# [Texto]
· · · ·
Lenin Novaes*
“Um dia/Um ser de luz nasceu/Numa cidade do interior/E o menino Deus lhe abençoou/De manto branco ao se batizar/Se transformou num sabiá/Dona dos versos de um trovador/E a rainha do seu lugar/Sua voz então/Ao se espalhar/Corria chão/Cruzava o mar/Levada pelo ar/Onde chegava espantava a dor/Com a força do seu cantar/Mas aconteceu um dia/Foi que o menino Deus chamou/E ela se foi pra cantar/Para além do luar/Onde moram as estrelas/E a gente fica a lembrar/Vendo o céu clarear/Na esperança de vê-la, sabiá/Sabiá que falta faz sua alegria/Sem você meu canto agora é só melancolia/Canta, meu sabiá/Voa, meu sabiá/Adeus, meu sabiá/Até um dia”.
Letra e melodia de “Um ser de luz” – tributo definitivo a Clara Nunes, dona da voz de uma das intérpretes que emoldurou o samba – se compuseram num processo de dor, angústia, consternação. João Nogueira conseguiu convencer o marido dela, Paulo César Pinheiro, seu amigo, compadre e o mais constante parceiro, a fazer o samba em homenagem à cantora que mais havia gravado composições da dupla. Argumentou que na mídia se falava de música a ser lançada em homenagem a Clara, e isso era tarefa dos dois. Aí o samba saiu, a partir de um cantarolar de Mauro Duarte, também parceiro da música.
No dia 2 de abril de 1983, a morte da cantora, no auge da carreira e recordista em vendas de discos, causou grande comoção no país. Quase às vésperas de completar 41 anos – ela nasceu 12 de agosto de 1942, em Cedro, à época, distrito do Município de Paraopeba, interior de Minais Gerais – Clara Nunes se submeteu a cirurgia de varizes. Teve reação alérgica ao anestésico, sofrendo parada cardíaca e, após 28 dias em coma, foi declarada morta em razão de choque anafilático.
Na subchefia de reportagem da TV Globo, à época, fizemos cobertura diária do caso da cantora com especial dedicação. Antes, cerca de quatro anos a entrevistara para a coluna musical que eu editava no jornal O Fluminense, com sede em Niterói e circulação na larga maioria dos municípios do antigo estado do Rio. Bem, o divulgador da Odeon, Francisco Rodrigues, me passava informações diariamente, e foi ele quem me avisou da morte de Clara Nunes. O velório, na Portela, em Madureira – atualmente Clara Nunes dá nome à rua onde se localiza a sede da escola – foi acompanhado por uma multidão, que seguiu o cortejo fúnebre até o cemitério São João Batista, em Botafogo.
· · · ·
# [O que fazer]
- 1) Resuma em duas frases o texto sobre a homenagem a Clara Nunes.
- 2) Liste todas as pessoas citadas pelo nome nos parágrafos em prosa do texto sobre a homenagem a Clara Nunes, sem contar a assinatura do autor.
- 3) Escreva a continuação do texto sobre a homenagem a Clara Nunes, a partir da última frase apresentada.
Os registros provêm de uma fonte diferente da do texto.

# [Dados fornecidos]
· · · ·
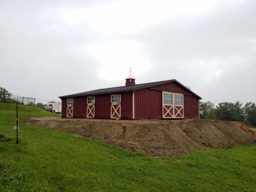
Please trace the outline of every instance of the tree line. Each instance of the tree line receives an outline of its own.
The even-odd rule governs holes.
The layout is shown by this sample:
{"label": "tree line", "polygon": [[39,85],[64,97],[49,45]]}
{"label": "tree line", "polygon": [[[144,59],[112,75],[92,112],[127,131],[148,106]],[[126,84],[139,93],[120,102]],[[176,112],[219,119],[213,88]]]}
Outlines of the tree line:
{"label": "tree line", "polygon": [[241,121],[256,127],[256,105],[254,103],[247,102],[243,106],[240,101],[235,103],[222,102],[216,107],[210,101],[200,101],[199,104],[201,118]]}

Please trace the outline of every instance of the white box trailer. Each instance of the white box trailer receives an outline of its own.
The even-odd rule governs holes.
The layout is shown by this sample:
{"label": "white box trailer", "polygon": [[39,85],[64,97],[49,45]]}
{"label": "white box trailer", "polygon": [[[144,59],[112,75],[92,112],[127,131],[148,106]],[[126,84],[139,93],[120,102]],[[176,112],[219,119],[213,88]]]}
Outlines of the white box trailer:
{"label": "white box trailer", "polygon": [[52,108],[51,110],[52,112],[55,113],[61,113],[61,103],[58,102],[53,102]]}

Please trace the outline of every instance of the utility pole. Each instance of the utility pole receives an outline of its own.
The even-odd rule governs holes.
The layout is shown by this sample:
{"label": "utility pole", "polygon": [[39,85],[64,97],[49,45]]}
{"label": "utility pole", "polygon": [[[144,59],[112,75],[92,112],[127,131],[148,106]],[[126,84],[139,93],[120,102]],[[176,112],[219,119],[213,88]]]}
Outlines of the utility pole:
{"label": "utility pole", "polygon": [[19,140],[18,140],[18,101],[16,102],[16,125],[17,126],[16,127],[16,130],[17,132],[17,140],[16,140],[16,144],[19,144]]}

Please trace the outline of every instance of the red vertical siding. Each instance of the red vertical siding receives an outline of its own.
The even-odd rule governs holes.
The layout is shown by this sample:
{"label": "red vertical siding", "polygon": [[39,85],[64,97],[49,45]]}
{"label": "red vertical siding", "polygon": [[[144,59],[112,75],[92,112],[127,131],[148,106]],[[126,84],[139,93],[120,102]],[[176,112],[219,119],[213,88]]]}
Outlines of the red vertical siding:
{"label": "red vertical siding", "polygon": [[184,118],[199,118],[199,99],[194,95],[184,95]]}
{"label": "red vertical siding", "polygon": [[61,118],[66,118],[67,116],[67,99],[61,99]]}
{"label": "red vertical siding", "polygon": [[171,82],[159,85],[152,87],[152,88],[159,89],[163,90],[169,91],[170,92],[176,92],[183,93],[189,93],[190,92],[184,89],[176,82]]}
{"label": "red vertical siding", "polygon": [[[171,82],[134,91],[135,119],[162,118],[162,91],[183,94],[184,118],[199,118],[198,98],[178,83]],[[128,92],[121,95],[121,119],[132,119],[132,93]],[[110,119],[111,94],[97,95],[94,97],[95,118]],[[74,98],[74,118],[86,118],[86,96]],[[66,108],[67,99],[62,99],[62,118],[66,117]]]}
{"label": "red vertical siding", "polygon": [[121,118],[132,119],[132,93],[122,93],[121,98]]}
{"label": "red vertical siding", "polygon": [[86,97],[74,98],[73,118],[86,118]]}
{"label": "red vertical siding", "polygon": [[110,118],[111,95],[110,94],[106,94],[95,96],[95,118]]}
{"label": "red vertical siding", "polygon": [[199,118],[198,99],[175,82],[136,91],[135,119],[162,118],[162,90],[184,94],[184,118]]}
{"label": "red vertical siding", "polygon": [[135,119],[162,118],[162,92],[143,89],[135,92]]}

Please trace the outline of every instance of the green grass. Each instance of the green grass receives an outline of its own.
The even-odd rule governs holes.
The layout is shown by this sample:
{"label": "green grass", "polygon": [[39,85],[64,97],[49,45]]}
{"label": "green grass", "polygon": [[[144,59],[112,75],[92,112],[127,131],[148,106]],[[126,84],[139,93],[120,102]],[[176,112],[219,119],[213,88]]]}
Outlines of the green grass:
{"label": "green grass", "polygon": [[[19,106],[19,118],[60,116]],[[49,128],[20,124],[0,103],[0,191],[255,191],[256,145],[156,158]]]}

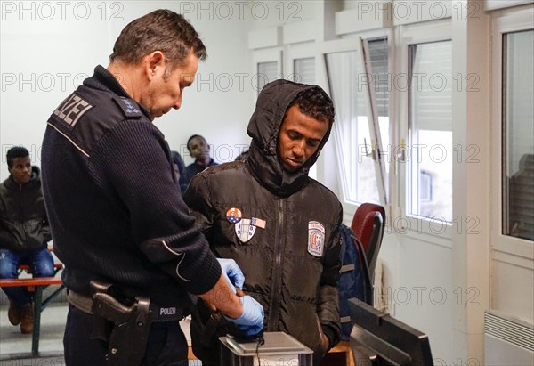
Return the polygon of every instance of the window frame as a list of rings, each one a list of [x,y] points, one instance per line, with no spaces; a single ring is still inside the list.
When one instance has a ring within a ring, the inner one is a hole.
· · · ·
# [Respostas]
- 1) O samba "Um ser de luz", tributo a Clara Nunes, nasceu quando João Nogueira convenceu Paulo César Pinheiro, marido da cantora, a compor a homenagem, e saiu a partir de um cantarolar de Mauro Duarte, também parceiro da música. Clara Nunes morreu em 2 de abril de 1983, no auge da carreira, após reação alérgica ao anestésico numa cirurgia de varizes, e seu velório na Portela foi acompanhado por uma multidão.

- 2)
- Clara Nunes
- João Nogueira
- Paulo César Pinheiro
- Mauro Duarte
- Francisco Rodrigues

- 3)
No samba: voz e ritmo em sintonia
Clara Nunes, caçula de sete filhos de Manuel Ferreira de Araújo e Amélia Gonçalves Nunes, ficou órfã menina e foi criada por irmãos, ouvindo Elizeth Cardoso, Ângela Maria e Carmem Costa. Trabalhou como tecelã e, à noite, fez o curso normal. Atuou no coral da igreja, já em Belo Horizonte, e conheceu o violonista Jadir Ambrósio, que a levou a cantar em programas de rádio. Tinha 16 anos e era conhecida como Clara Francisca. Ela venceu a etapa mineira do concurso A Voz de Ouro ABC, cantando “Serenata do adeus”, de Vinicius de Moraes e que fora gravada por Elizeth Cardoso. Na final do concurso, em São Paulo, ficou em terceiro lugar, ao cantar Só adeus, de Jair Amorim e Evaldo Gouveia.
Já com o nome de Clara Nunes cantou na Rádio Inconfidência de Belo Horizonte e, por três anos seguidos, foi considerada a melhor cantora de Minas Gerais. Cantou em clubes e boates e se apresentou em programas de televisão. Em 1963 comandou o programa Clara Nunes Apresenta, na TV Itacolomi, onde se apresentaram inúmeros artistas, entre os quais Altemar Dutra e Ângela Maria. Dois anos depois se mudou para o Rio de Janeiro, cantando boleros em programas de televisão.
O primeiro disco, A voz adorável de Clara Nunes, lançado em 1966, tem o repertório repleto de boleros e sambas-canções. Lançou dois compactos duplos em 1967 e 1968, ano que gravou o segundo disco, Você passa e eu acho graça, título tirado da música de Ataulfo Alves e Carlos Imperial, que lhe proporcionou sucesso. No repertório, Sabiá, de Tom Jobim e Chico Buarque de Holanda. No ano seguinte lançou A beleza que canta e venceu o Festival da Canção Jovem de Três Rios, com Pra que obedecer, de Paulinho da Viola e Luis Sérgio Bilheri.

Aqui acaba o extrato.